(Detection annotation records)
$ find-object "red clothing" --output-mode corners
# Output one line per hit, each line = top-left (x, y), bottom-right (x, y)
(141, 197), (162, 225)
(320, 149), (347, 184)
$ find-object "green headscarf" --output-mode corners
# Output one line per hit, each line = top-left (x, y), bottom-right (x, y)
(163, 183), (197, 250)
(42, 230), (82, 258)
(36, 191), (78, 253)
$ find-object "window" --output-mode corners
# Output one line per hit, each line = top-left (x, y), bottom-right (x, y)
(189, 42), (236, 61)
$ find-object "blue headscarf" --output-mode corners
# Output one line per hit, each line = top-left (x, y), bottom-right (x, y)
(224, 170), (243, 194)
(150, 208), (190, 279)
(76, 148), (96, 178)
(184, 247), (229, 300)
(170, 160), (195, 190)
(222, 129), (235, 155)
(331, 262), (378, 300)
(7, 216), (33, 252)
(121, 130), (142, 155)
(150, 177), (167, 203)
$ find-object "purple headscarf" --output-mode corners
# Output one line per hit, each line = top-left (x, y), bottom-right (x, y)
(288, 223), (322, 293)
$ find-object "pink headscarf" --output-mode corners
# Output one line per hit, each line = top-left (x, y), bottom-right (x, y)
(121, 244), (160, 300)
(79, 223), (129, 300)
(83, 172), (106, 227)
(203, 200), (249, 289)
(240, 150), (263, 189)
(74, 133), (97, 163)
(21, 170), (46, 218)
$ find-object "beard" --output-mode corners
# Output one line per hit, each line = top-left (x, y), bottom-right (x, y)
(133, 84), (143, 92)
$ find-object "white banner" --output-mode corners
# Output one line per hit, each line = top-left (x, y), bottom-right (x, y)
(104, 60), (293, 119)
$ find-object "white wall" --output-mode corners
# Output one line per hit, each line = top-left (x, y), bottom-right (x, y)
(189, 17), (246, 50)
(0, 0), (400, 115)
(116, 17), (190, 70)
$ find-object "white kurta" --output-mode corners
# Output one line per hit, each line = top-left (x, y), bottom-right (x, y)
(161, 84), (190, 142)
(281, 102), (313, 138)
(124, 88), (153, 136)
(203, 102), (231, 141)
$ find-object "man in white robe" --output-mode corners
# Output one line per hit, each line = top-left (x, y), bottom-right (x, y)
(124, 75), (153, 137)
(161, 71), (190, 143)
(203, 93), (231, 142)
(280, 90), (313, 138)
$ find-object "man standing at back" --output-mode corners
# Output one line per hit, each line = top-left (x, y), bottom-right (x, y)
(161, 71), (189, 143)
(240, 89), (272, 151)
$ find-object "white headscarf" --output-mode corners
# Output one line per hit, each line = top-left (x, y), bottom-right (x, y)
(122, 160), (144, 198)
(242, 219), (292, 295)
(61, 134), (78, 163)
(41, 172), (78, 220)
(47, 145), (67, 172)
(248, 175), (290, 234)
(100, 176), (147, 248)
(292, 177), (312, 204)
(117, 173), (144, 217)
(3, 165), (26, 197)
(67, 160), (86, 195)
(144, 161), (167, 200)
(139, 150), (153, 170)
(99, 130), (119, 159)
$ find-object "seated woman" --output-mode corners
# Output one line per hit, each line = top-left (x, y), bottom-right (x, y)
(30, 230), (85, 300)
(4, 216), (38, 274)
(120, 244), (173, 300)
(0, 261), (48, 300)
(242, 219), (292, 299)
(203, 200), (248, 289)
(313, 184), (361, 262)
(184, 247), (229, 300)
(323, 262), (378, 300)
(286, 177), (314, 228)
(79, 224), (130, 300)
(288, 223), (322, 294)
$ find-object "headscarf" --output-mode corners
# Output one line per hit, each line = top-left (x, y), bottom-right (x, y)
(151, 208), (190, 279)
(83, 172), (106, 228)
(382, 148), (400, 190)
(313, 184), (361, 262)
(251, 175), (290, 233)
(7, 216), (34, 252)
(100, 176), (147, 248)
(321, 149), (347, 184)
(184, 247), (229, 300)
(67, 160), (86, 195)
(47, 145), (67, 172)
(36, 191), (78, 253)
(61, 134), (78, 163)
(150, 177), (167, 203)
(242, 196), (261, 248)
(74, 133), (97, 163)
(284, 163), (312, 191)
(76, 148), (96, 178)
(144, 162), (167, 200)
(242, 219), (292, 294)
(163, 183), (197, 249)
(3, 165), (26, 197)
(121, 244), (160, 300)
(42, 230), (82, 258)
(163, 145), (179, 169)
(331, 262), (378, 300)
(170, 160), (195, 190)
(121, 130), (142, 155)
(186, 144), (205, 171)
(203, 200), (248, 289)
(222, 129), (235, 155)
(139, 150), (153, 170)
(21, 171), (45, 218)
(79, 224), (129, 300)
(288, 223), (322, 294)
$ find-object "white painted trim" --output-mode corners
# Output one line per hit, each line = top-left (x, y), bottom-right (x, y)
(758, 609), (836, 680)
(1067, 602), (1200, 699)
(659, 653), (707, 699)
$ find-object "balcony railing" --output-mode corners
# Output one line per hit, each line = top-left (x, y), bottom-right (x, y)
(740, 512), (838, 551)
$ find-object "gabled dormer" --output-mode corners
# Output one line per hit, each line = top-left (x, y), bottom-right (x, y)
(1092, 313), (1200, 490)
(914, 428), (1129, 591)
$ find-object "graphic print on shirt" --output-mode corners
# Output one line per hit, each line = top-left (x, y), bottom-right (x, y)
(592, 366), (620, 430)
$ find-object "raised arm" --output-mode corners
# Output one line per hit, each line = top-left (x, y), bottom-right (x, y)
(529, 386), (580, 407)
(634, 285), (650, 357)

**What to do**
Reproduce the lines of the records above, from the first line through the line containing "(189, 42), (236, 61)", including that line.

**Reply to the task**
$ find-object "red clothing" --output-mode corners
# Output one line per hit, each line = top-left (x, y), bottom-right (x, y)
(141, 197), (162, 225)
(320, 149), (347, 184)
$ find-object "green headscarf" --output-mode corners
# Output one line per hit, each line = top-left (x, y), bottom-right (x, y)
(163, 183), (197, 250)
(42, 230), (82, 258)
(36, 191), (78, 253)
$ find-object "window" --output-mode corners
# Output one line per hit, each line = top-left (x, y), bottom-right (x, y)
(189, 42), (236, 61)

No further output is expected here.